**PROBLEMS TO SOLVE:**
1. Set down, word for word, the stretch of the Morant dunk article from "The frame placed" through "from the skies.".
2. Carry on the article about Ja Morant's dunk attempt over Victor Wembanyama, picking up right after its final sentence.

**EXCERPTED PASSAGE:**
================================

SAN ANTONIO, TX - JANUARY 15: Ja Morant #12 of the Memphis Grizzlies tries to dunk over Victor Wembanyama #1 of the San Antonio Spurs in the second half at Frost Bank Center on January 15, 2025 in San Antonio, Texas. NOTE TO USER: User expressly acknowledges and agrees that, by downloading and or using this photograph, User is consenting to terms and conditions of the Getty Images License Agreement. (Photo by Ronald Cortes/Getty Images)
Ronald Cortes/Getty Images

On Wednesday night, with a little more than two minutes left to play between the Memphis Grizzlies and San Antonio Spurs, Ja Morant turned down a Desmond Bane screen, drove left, saw Victor Wembanyama rotating over from the far corner, and authored the highlight of the NBA season. Wemby, both gangly hands extended skyward, could only watch as Morant cocked back and dunked it right in his face.

Morant strutted past the basket toward the crowd with his chest puffed out, knowing nobody on the planet, let alone in the arena, could say shit to him, for he'd just conquered the supposedly unconquerable. Wembanyama himself held his arms to the sky, as if to say Even if I got smoked, I made the correct play. Both players are in the right.

The frame placed around this highlight is that it "did not count," which is only true in the technical sense: San Antonio's Stephon Castle was whistled for jostling Morant a fraction of a second before the dunk, the referee pointed to the sideline, and there is no official record of a field goal attempt in the books. However, I would argue that the cinematic value of the dunk not only survives its technical nonexistence, but is meaningfully enhanced by it. Both Morant and Wembanyama agreed to the terms of engagement. Neither party half-assed their role. Morant tried to drop a dunk on Wemby like a meteor from the heavens and the Frenchman tried to erase Morant from the skies.

================================

**RAW RECORDS:**
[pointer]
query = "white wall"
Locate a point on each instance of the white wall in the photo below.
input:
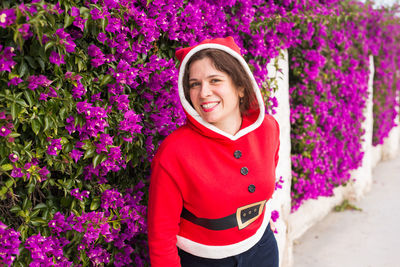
(278, 69)
(293, 226)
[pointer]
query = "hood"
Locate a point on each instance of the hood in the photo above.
(229, 46)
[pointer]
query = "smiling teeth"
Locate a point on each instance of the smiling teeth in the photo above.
(210, 105)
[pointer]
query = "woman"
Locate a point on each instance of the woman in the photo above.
(213, 178)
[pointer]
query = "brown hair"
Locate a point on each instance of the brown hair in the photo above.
(226, 63)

================================

**ANSWERS TO THE EXERCISES:**
1.
The frame placed around this highlight is that it "did not count," which is only true in the technical sense: San Antonio's Stephon Castle was whistled for jostling Morant a fraction of a second before the dunk, the referee pointed to the sideline, and there is no official record of a field goal attempt in the books. However, I would argue that the cinematic value of the dunk not only survives its technical nonexistence, but is meaningfully enhanced by it. Both Morant and Wembanyama agreed to the terms of engagement. Neither party half-assed their role. Morant tried to drop a dunk on Wemby like a meteor from the heavens and the Frenchman tried to erase Morant from the skies.

2.
What I like about this highlight is its purity of spirit. The immortal Blake Griffin dunk on Timofey Mozgov is a gravity-killing exercise in humiliation, but it was also a shot that cut a 14-point deficit to 12 (or 11 if you want to count the ensuing free throw, which Griffin made) in a game whose outcome was still in doubt. When Morant hit the runway, both he and Wemby knew the stakes of their encounter would be purely psychic, without a tether to the basketball game that the Grizzlies had all but won at that point. It is in this agreement that we can see the beauty and value of Morant destroying Wembanyama: In the span of microseconds, on pure competitive instinct, they had both decided this would be a clash worth fighting.

My first memory of Victor Wembanyama in a Spurs jersey is from the first game of the 2023 NBA Summer League, when he tried to defend both sides of a Nick Smith Jr.–Kai Jones pick-and-roll, only for Jones to catch the lob and slam it on his head as he tottered like a baby deer. What I took from that was that Wemby is not afraid of being dunked on. One non-physical thing that makes Wemby special is his dedication to making the right play possession after possession, on and on to Brownian lengths. This can be annoying sometimes, like when he passively follows this logic to 16 three-point attempts in a game, but it also means that he won't shy away from the potential embarrassment of getting dunked on. The right play is to rotate and protect the rim, so he did.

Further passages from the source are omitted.